Can you rewrite the stretch from the line containing "Where can the river" through the line containing "<point>193,212</point>", putting "stream" in place of each "river" and leaving the rest of those lines unchanged?

Records shown:
== == ==

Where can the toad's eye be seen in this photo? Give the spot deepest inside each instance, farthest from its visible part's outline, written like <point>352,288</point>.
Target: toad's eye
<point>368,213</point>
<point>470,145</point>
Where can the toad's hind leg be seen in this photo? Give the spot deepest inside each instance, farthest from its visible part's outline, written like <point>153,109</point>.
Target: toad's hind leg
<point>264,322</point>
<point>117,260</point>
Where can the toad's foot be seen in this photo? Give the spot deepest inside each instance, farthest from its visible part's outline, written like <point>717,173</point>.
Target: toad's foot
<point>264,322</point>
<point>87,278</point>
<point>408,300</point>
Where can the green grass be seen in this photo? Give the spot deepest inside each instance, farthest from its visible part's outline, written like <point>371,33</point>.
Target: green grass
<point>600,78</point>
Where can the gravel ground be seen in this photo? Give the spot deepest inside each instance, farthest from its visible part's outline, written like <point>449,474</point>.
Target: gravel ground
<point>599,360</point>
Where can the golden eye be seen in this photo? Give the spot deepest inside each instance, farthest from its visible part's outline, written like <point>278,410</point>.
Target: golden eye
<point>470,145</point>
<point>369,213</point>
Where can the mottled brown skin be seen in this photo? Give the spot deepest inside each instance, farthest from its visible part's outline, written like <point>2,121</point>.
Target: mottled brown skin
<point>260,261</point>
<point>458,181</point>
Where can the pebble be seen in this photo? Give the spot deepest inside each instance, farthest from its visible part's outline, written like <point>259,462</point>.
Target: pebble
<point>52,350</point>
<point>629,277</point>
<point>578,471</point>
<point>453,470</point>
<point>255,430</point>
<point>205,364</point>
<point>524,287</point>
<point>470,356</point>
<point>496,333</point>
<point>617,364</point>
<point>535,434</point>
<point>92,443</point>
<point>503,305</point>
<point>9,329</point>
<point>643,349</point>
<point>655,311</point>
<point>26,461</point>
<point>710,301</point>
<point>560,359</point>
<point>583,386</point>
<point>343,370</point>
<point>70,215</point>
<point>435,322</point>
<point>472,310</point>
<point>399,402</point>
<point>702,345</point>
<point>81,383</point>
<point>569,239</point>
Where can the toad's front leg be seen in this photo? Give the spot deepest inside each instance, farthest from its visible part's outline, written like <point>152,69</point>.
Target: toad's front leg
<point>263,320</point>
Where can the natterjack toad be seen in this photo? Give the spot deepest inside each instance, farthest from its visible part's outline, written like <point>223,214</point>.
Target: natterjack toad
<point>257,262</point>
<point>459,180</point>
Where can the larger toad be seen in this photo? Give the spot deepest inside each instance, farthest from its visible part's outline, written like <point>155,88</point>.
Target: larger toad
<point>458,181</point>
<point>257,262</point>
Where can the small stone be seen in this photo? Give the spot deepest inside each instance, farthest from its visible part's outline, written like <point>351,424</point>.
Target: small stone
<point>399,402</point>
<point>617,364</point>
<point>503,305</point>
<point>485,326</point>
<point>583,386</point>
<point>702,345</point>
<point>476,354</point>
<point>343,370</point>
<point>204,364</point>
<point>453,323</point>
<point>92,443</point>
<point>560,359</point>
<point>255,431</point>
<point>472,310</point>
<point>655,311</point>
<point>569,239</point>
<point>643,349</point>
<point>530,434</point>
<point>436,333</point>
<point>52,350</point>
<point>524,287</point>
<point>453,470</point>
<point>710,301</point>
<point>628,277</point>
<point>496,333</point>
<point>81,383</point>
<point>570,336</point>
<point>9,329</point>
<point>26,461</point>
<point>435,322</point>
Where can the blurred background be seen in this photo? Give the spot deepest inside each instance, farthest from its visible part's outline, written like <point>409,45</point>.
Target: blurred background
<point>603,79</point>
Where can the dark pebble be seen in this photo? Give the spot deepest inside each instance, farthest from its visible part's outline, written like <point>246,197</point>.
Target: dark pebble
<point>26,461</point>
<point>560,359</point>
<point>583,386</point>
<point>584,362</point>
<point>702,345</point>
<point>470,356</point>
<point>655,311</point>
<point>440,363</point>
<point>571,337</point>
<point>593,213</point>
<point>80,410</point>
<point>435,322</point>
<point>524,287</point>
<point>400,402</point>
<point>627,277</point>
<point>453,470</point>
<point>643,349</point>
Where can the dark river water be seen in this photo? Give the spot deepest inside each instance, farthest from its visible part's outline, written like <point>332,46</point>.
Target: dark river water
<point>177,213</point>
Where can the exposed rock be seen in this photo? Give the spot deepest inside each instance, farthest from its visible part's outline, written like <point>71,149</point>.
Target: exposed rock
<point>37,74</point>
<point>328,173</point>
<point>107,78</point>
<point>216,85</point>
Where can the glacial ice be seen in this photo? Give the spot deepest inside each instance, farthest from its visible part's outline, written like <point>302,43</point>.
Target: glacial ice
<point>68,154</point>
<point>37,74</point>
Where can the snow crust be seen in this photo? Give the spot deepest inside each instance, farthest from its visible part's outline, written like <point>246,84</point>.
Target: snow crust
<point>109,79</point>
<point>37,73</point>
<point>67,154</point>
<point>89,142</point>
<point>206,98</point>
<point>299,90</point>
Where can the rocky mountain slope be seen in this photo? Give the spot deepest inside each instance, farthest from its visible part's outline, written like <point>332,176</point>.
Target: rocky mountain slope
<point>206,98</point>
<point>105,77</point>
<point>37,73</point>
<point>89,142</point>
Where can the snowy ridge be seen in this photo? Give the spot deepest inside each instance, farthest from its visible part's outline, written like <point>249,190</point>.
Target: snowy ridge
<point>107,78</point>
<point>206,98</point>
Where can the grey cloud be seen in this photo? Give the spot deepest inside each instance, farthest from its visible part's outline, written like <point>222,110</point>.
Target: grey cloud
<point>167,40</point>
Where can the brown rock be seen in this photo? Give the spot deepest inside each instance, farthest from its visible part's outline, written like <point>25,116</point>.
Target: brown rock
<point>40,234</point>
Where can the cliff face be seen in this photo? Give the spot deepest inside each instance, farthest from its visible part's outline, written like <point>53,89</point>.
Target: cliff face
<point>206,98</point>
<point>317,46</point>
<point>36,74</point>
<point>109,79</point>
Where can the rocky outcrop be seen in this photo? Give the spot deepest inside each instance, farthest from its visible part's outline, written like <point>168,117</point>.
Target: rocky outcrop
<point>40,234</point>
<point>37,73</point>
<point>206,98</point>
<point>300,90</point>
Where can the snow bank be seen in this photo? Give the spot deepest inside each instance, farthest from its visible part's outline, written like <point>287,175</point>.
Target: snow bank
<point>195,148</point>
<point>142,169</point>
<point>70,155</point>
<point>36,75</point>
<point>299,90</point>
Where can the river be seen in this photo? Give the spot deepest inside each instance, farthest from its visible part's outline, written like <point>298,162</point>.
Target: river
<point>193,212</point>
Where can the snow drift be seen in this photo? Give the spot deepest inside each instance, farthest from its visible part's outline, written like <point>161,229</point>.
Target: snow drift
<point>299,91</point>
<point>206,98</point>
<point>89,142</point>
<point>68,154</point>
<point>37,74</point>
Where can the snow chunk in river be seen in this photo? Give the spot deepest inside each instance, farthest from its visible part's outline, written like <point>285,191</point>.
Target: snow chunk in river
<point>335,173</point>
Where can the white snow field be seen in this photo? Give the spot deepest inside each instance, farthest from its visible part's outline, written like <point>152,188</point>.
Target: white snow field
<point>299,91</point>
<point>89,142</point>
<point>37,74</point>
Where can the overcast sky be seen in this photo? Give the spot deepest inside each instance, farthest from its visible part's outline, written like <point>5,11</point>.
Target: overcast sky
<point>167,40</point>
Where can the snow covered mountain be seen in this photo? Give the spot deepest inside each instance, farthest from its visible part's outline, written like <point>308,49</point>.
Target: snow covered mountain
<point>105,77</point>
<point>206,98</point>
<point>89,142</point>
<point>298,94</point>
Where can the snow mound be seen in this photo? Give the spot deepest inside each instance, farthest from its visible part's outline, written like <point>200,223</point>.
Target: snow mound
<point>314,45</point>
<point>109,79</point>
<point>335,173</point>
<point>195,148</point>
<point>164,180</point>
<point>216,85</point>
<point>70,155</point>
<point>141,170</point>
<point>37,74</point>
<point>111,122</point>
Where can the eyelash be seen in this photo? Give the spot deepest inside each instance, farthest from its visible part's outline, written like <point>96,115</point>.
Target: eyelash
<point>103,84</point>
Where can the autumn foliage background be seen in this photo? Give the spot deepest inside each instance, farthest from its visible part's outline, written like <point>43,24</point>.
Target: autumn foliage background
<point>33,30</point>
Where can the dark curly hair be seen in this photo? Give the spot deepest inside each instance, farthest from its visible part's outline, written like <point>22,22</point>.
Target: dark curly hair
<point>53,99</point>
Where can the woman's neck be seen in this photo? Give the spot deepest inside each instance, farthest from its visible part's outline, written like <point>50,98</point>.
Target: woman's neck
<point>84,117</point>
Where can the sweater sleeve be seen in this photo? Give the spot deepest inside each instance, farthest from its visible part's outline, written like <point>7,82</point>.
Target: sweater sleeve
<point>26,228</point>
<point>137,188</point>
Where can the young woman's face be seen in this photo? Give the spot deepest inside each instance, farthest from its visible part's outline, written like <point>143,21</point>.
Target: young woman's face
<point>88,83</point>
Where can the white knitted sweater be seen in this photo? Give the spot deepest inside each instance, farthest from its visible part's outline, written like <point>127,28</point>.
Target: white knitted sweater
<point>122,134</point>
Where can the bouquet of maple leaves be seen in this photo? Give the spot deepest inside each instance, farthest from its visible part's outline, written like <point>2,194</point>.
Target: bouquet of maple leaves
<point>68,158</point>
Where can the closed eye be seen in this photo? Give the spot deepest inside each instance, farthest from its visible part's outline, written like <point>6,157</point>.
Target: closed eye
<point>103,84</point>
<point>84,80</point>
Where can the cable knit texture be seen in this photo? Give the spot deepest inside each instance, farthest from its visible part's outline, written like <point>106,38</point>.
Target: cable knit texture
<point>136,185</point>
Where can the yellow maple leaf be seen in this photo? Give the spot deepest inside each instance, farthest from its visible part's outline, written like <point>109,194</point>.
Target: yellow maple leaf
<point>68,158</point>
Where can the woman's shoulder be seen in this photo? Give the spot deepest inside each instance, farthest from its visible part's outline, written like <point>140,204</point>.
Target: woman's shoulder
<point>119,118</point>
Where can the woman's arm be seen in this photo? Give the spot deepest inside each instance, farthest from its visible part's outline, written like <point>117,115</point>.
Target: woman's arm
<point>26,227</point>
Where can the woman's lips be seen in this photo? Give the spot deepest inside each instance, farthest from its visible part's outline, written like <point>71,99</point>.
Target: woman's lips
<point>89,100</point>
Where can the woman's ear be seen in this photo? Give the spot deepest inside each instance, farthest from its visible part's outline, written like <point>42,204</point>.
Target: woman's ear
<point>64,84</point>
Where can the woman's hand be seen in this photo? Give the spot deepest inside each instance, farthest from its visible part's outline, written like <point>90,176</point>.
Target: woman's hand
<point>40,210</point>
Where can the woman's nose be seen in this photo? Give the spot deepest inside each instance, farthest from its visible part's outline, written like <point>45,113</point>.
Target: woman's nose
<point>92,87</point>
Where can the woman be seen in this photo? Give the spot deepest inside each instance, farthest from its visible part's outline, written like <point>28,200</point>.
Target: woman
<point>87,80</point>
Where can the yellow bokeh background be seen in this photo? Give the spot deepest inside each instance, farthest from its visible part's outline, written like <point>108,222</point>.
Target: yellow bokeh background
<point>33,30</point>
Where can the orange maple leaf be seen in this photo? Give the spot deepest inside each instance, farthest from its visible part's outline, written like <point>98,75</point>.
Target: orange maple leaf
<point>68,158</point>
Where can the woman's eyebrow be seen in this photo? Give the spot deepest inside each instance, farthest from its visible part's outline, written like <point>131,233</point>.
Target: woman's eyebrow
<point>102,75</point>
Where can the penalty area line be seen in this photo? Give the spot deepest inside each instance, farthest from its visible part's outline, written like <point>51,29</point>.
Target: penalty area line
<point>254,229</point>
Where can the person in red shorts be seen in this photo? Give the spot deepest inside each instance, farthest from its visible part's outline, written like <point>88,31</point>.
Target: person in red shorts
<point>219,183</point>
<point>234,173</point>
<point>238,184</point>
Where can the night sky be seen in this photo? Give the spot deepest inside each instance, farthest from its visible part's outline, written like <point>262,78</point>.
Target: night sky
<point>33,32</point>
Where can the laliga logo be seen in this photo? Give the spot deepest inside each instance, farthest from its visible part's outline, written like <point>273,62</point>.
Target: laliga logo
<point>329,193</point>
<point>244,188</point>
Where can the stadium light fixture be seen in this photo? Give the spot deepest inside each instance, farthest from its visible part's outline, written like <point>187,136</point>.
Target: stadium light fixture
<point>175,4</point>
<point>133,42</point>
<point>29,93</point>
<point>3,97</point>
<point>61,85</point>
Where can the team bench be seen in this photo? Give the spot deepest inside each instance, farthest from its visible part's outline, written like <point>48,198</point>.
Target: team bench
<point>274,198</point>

== == ==

Answer to the problem:
Where can the stream be seen in this photo? Give the spot deepest inside each instance, farthest from its visible part's outline, written like <point>298,162</point>.
Target: stream
<point>193,212</point>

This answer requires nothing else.